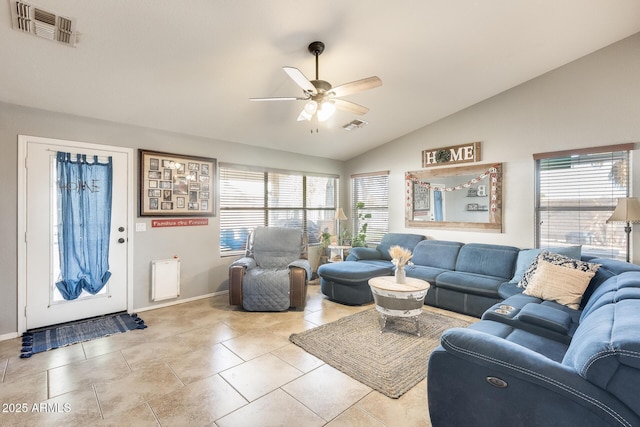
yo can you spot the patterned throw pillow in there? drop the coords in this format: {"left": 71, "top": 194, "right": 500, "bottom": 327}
{"left": 518, "top": 251, "right": 600, "bottom": 289}
{"left": 523, "top": 259, "right": 599, "bottom": 309}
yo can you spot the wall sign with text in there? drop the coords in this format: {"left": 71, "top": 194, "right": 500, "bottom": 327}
{"left": 422, "top": 142, "right": 481, "bottom": 167}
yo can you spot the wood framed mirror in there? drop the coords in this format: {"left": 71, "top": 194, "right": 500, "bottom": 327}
{"left": 405, "top": 163, "right": 502, "bottom": 231}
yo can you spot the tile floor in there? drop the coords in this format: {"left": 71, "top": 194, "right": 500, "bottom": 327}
{"left": 0, "top": 282, "right": 474, "bottom": 427}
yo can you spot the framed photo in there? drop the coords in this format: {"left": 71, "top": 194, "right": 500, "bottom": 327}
{"left": 139, "top": 149, "right": 216, "bottom": 216}
{"left": 413, "top": 180, "right": 430, "bottom": 211}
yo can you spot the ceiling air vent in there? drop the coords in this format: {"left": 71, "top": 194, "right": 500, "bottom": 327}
{"left": 342, "top": 119, "right": 368, "bottom": 131}
{"left": 10, "top": 0, "right": 78, "bottom": 46}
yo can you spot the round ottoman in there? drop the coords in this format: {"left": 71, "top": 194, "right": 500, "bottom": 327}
{"left": 317, "top": 261, "right": 392, "bottom": 305}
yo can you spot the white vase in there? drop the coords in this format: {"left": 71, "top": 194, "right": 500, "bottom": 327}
{"left": 395, "top": 266, "right": 406, "bottom": 284}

○ ○ ○

## Instructions to follow
Only the lines from the one containing "yo can you spot the round" through the final line of the records above should be printed, exactly as they stand.

## Completed exercise
yo can you spot the round ottoman in there? drop the coords in this format: {"left": 71, "top": 194, "right": 500, "bottom": 327}
{"left": 317, "top": 261, "right": 392, "bottom": 305}
yo can you spot the white vase in there? drop the coords in this format: {"left": 71, "top": 194, "right": 500, "bottom": 327}
{"left": 395, "top": 266, "right": 406, "bottom": 284}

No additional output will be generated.